(Saved data entries)
★ ★ ★ ★ ★ ★ ★

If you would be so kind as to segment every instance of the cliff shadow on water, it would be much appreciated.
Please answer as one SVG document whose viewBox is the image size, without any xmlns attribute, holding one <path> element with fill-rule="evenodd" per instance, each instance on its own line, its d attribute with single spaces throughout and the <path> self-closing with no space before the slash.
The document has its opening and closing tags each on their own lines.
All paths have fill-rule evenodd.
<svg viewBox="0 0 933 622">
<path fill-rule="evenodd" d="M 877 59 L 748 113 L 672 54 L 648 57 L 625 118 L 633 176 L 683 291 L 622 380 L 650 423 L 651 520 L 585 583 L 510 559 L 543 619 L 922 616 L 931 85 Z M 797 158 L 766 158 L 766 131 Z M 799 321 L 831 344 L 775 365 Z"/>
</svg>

★ ★ ★ ★ ★ ★ ★

*Problem to solve*
Reproduce all of the lines above in full, including the requests, and add 53 to every number in the answers, both the viewBox values and the path coordinates.

*Exercise solution*
If you would be so kind as to segment every instance of the cliff shadow on water, it would be much appreciated.
Please answer as one SVG document whose viewBox is the image size, without any xmlns attribute, holding one <path> element with fill-rule="evenodd" per instance, each instance on its own line, its d attribute with single spaces throughout and the <path> self-closing with no space before the slash.
The document has its opening and closing tags each on their own lines.
All paths have fill-rule evenodd.
<svg viewBox="53 53 986 675">
<path fill-rule="evenodd" d="M 930 112 L 801 166 L 725 107 L 701 110 L 678 171 L 686 229 L 736 344 L 675 433 L 703 476 L 704 573 L 638 636 L 563 612 L 596 672 L 975 669 L 984 138 Z M 850 211 L 819 211 L 819 184 Z M 852 374 L 884 397 L 828 418 Z"/>
</svg>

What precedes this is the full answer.